*** Begin section ***

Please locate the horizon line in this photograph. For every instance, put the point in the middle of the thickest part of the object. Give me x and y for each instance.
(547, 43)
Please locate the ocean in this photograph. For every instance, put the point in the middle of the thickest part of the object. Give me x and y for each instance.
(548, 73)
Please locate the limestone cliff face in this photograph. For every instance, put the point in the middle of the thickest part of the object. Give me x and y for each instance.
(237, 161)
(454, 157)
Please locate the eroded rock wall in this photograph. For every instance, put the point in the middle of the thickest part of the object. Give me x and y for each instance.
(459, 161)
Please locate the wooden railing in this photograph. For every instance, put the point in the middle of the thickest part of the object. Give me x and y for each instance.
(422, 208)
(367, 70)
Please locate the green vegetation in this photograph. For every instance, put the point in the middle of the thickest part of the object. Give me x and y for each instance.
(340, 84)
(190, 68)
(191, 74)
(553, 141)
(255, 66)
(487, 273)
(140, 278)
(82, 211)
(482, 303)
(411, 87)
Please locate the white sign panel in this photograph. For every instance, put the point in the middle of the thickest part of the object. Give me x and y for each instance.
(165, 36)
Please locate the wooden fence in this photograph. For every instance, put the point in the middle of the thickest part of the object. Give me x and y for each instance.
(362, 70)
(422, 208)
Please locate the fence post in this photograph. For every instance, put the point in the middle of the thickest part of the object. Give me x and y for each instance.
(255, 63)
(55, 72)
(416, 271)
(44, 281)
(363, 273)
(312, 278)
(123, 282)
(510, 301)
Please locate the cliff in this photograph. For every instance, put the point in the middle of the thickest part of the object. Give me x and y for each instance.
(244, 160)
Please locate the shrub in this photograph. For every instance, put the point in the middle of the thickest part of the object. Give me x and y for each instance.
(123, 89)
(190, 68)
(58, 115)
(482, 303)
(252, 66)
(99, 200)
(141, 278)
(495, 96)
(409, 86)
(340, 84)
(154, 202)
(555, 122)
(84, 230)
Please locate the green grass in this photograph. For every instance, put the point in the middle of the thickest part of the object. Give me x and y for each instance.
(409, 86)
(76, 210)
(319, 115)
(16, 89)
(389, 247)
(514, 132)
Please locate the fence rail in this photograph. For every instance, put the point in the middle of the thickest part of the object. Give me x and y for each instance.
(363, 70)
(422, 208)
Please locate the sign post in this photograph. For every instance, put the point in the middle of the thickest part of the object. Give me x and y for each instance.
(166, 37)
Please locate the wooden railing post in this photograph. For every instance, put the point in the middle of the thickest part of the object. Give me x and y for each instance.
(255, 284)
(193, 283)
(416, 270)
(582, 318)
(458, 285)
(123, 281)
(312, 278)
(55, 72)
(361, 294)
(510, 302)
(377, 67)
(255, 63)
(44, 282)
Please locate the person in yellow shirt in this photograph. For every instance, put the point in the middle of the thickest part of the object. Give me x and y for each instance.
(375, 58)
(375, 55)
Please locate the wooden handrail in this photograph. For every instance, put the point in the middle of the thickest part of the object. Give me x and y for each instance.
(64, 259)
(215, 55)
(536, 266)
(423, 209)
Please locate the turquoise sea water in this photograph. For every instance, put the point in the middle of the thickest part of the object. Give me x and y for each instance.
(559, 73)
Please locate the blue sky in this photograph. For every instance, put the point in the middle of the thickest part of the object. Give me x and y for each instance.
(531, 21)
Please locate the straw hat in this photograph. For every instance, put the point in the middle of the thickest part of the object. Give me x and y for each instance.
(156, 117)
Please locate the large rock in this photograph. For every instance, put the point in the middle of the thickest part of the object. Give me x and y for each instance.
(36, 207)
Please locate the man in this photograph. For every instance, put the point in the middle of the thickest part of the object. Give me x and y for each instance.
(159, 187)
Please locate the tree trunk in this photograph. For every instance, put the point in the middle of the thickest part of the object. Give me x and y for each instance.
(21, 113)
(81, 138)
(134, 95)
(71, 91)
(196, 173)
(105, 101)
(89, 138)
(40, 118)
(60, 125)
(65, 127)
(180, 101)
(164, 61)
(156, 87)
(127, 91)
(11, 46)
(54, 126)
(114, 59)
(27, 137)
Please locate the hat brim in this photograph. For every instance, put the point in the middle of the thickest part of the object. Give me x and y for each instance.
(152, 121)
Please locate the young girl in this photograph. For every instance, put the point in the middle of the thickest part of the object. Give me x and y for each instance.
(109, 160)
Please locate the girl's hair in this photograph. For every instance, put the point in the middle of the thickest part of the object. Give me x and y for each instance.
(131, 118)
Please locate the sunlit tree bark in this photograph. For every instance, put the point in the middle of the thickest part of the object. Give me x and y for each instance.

*** End section ***

- [TRY IT] Repeat all of the records, letter for letter.

- [WRITTEN ANSWER]
Please locate the horizon line in this photograph. For every instance, put the point in the middle of the thickest part of the object. Give me x and y for each instance.
(547, 43)
Please locate the ocean in this photograph. For every instance, put the point in the middle of the thickest part of the object. Give me x and y for each instance.
(548, 73)
Please locate the limestone cliff face in this photograph. For every instance, put the point in the middle of the thickest part of the object. Give me x and y for each instance.
(237, 161)
(454, 157)
Please locate the eroded rock wall in this photograph. For every instance, put the point in the middle of the thickest part of the object. Give me x and y for each instance.
(459, 161)
Please locate the wooden railing in this photograph. For every instance, put the point in the middle of the thickest part of the object. Give me x and y for each instance.
(422, 208)
(367, 70)
Please locate the green vegetation in this photograph. For every instance, put the point in the middle of the thickest part of the object. Give me x and y for each instance.
(340, 84)
(190, 68)
(191, 74)
(553, 141)
(255, 66)
(487, 273)
(140, 278)
(82, 211)
(482, 303)
(411, 87)
Please locate the white sign panel in this photograph. For every instance, put the point in the middle of the thickest part of the object. Give me x and y for each instance.
(165, 36)
Please locate the wooden fence in this photograph. For every instance, put the point in the middle of the thickest part of the object. Give me x and y for each instance.
(362, 70)
(422, 208)
Please locate the fence post in this photograph. For every instance, put the point in the middle of the thickest part of the object. Give me x and y for each instance.
(255, 63)
(55, 72)
(416, 271)
(44, 281)
(363, 273)
(312, 278)
(123, 282)
(510, 301)
Please locate the cliff in this photograph. For every instance, put the point in the middle of the thickest part of the object. Give me x and y for each instance.
(244, 160)
Please locate the shrub in this photograph. For every instance, put the point in the middle of the thickest part of the object. Give me x and y for each instance.
(123, 89)
(190, 68)
(58, 115)
(482, 303)
(252, 66)
(99, 200)
(141, 278)
(495, 96)
(409, 86)
(340, 84)
(154, 202)
(555, 122)
(84, 230)
Please locate the green grass in this photograph. For every instance, put the point in the middle of the thickest part of the object. Give me x and y for each instance.
(409, 86)
(76, 210)
(319, 115)
(16, 89)
(389, 247)
(514, 132)
Please locate the fence rail in this photograph. For every instance, put the point in the middle of the thickest part of the object. Give me x and y for each instance.
(363, 70)
(422, 208)
Please locate the sign post in this photograph. For every instance, put the point in the middle of the thickest part of the object. Give me x and y for each instance.
(166, 37)
Please locate the wooden railing post in this photograph. For every instance, put the point in the middle of the thickest part of the object. Give me x and y for each instance.
(255, 284)
(193, 283)
(416, 270)
(582, 318)
(458, 285)
(123, 281)
(312, 278)
(55, 72)
(361, 294)
(510, 302)
(377, 67)
(255, 63)
(44, 282)
Please locate the person in yellow shirt in this photograph. For every instance, put the point in the middle of the thickest part of the object. Give me x and y for each instance.
(375, 58)
(375, 55)
Please locate the wooden handrail in this photograph. For every instance, put the point in the middle of the thickest part of the object. Give me x and y for each instance.
(64, 259)
(215, 55)
(536, 266)
(423, 209)
Please locate the turquoise sea water in this photograph. For every instance, put the point in the middle of the thickest part of the object. Give me x and y for each instance.
(559, 73)
Please locate the blue sky in this photograph. For every instance, put the point in the middle of the thickest part of the object. Give me x and y for each instance.
(531, 21)
Please locate the straw hat in this photograph. For every instance, put the point in the middle of the thickest part of the object. Give me x and y for each instance.
(156, 117)
Please locate the large rock in this photograph. For every instance, put the point in the middle of the thickest part of the object. Give me x and y for each instance.
(36, 207)
Please locate the man in this photograph. For every instance, put the point in the middle of the thickest part of the object. Give me x and y for each instance.
(159, 187)
Please locate the tree trunk in this photograph. For every instance, put the point in the middle of the thickest part of the object. Give me x and y for each instance.
(21, 113)
(81, 138)
(134, 95)
(71, 91)
(196, 173)
(105, 101)
(89, 138)
(40, 118)
(60, 125)
(65, 127)
(180, 101)
(164, 61)
(156, 87)
(127, 91)
(11, 46)
(54, 126)
(114, 59)
(27, 137)
Please locate the hat brim in this photograph. For every instance, put the point in the middle of the thickest part of the object. Give me x and y for each instance.
(152, 121)
Please locate the young girl in this photograph. For every instance, put the point in the middle of the thickest part of the object. Give me x and y for each instance.
(109, 160)
Please locate the girl's hair in this photograph. For every instance, put the point in the middle of the thickest part of the object. Give me x and y for each instance.
(131, 118)
Please locate the sunlit tree bark in this photograph. For every instance, put the point in the middle of the thickest part of the object. Give me x and y for each instance.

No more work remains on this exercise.